• **List of tasks**:
**A.** In the post about conditional density plots, what kinds of words do children often start with?
**B.** Write out the part of the post about conditional density plots starting at "So let’s say" and ending at "first 6 lines)".

• **Passage provided**:
I’ve been thinking a lot about categorical outcomes lately. For example, we know that as children get more better at language (like me), they say more kinds of different words. They often start with short expressions or communicative words (“uh-oh”, “hi”), names, and maybe some important nouns like “milk” and “train” (trains are very important). As they get into the sentence game, they gradually add more sophisticated forms like verbs, descriptive words (adjectves, adverbs), and even function words like “like”.
So let’s say I’m interested in the proportion of words in each category, and how those proportions change over developmental time. Like if a mosaic plot and a growth curve had a beautiful love child. Welcome to conditional density plots!
load("~/Documents/STUDIES/IbbotsonFreq/cache/data_eng.RData") # some data I have from a side project (sorry, I can't share it publically yet)
library(dplyr) # for the pipe: %>%
library(knitr) # for kable()
# here's what the data look like (the first 6 lines)
head(data_eng) %>%
kable() # format it for a pretty table :)
| id | age | word | POS | child | chi.count | adu.count | N.chi.utts | N.adu.utts |
|---|---|---|---|---|---|---|---|---|
| Adam_27 | 27 | adj|afraid | adj | Adam | 0 | 1 | 1284 | 634 |
| Adam_27 | 27 | adj|all_gone | adj | Adam | 3 | 1 | 1268 | 448 |
| Adam_27 | 27 | adj|alright | adj | Adam | 6 | 8 | 2552 | 1082 |
| Adam_27 | 27 | adj|back | adj | Adam | 5 | 12 | 2552 | 1082 |
| Adam_27 | 27 | adj|big | adj | Adam | 18 | 7 | 2552 | 1082 |
| Adam_27 | 27 | adj|brief | adj | Adam | 1 | 3 | 2552 | 1082 |
# expand it out so there's one row for each instance in a child utterance,
# instead of having that info summarized in chi.count
data_expanded <- data_eng %>%
# only keep data from 24mos (the youngest in the data) to 40mos
dplyr::filter(age < 40) %>%
splitstackshape::expandRows("chi.count")
# pick a handful of interesting POSs to examine, for cleaner plotting
pos <- c("n", "v", "adj", "part", "n_prop", "adv", "co", "prep", "pro_sub")
data_expanded$POS <- factor(data_expanded$POS,
levels=c(pos, "other"))

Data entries
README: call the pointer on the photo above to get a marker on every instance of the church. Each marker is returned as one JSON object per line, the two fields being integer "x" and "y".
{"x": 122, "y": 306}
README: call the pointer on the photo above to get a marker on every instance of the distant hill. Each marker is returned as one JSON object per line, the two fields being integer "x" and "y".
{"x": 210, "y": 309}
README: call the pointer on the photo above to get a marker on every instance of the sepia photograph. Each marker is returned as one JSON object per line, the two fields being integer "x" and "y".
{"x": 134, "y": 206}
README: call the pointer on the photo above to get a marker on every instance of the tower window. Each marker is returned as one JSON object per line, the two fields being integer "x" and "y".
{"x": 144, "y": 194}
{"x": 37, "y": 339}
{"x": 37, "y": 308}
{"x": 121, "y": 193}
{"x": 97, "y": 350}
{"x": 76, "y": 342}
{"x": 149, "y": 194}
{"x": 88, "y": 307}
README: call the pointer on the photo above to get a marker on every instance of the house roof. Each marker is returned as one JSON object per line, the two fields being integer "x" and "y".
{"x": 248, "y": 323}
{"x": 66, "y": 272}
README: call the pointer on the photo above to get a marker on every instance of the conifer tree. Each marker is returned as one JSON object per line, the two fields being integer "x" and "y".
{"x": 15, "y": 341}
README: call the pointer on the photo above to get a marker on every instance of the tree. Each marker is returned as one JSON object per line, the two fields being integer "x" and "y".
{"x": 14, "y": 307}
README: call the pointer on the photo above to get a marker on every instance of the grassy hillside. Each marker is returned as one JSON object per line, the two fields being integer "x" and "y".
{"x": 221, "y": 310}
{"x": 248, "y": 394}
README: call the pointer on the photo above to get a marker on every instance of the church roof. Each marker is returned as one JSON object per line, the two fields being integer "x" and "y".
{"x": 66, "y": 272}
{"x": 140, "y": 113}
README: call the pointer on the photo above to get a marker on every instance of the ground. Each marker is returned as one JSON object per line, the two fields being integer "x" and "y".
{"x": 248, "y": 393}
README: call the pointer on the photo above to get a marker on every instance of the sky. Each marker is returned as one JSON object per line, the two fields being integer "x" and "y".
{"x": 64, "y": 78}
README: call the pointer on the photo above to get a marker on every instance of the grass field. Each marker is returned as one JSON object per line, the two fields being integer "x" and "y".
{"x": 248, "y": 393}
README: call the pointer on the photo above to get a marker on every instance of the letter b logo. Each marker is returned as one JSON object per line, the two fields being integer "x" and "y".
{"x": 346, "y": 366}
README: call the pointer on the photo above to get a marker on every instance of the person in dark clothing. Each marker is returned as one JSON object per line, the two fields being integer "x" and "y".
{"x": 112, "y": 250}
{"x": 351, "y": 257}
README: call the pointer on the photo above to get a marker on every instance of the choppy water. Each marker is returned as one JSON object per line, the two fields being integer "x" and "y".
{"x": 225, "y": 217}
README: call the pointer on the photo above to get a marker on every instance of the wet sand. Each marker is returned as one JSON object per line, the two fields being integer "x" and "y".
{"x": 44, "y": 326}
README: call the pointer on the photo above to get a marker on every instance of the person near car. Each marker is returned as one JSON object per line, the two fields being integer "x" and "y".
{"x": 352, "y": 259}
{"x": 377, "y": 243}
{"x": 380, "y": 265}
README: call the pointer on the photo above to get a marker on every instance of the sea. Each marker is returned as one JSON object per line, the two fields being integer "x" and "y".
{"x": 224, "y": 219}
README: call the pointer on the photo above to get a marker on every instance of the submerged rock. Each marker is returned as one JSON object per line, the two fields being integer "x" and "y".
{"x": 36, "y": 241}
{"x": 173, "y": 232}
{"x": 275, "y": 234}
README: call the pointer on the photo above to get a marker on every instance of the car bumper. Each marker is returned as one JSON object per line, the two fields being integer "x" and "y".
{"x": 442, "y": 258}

• **Results for the exercise**:
**A.** Short expressions or communicative words (like "uh-oh" and "hi"), names, and maybe some important nouns like "milk" and "train."

**B.**
So let’s say I’m interested in the proportion of words in each category, and how those proportions change over developmental time. Like if a mosaic plot and a growth curve had a beautiful love child. Welcome to conditional density plots!
load("~/Documents/STUDIES/IbbotsonFreq/cache/data_eng.RData") # some data I have from a side project (sorry, I can't share it publically yet)
library(dplyr) # for the pipe: %>%
library(knitr) # for kable()
# here's what the data look like (the first 6 lines)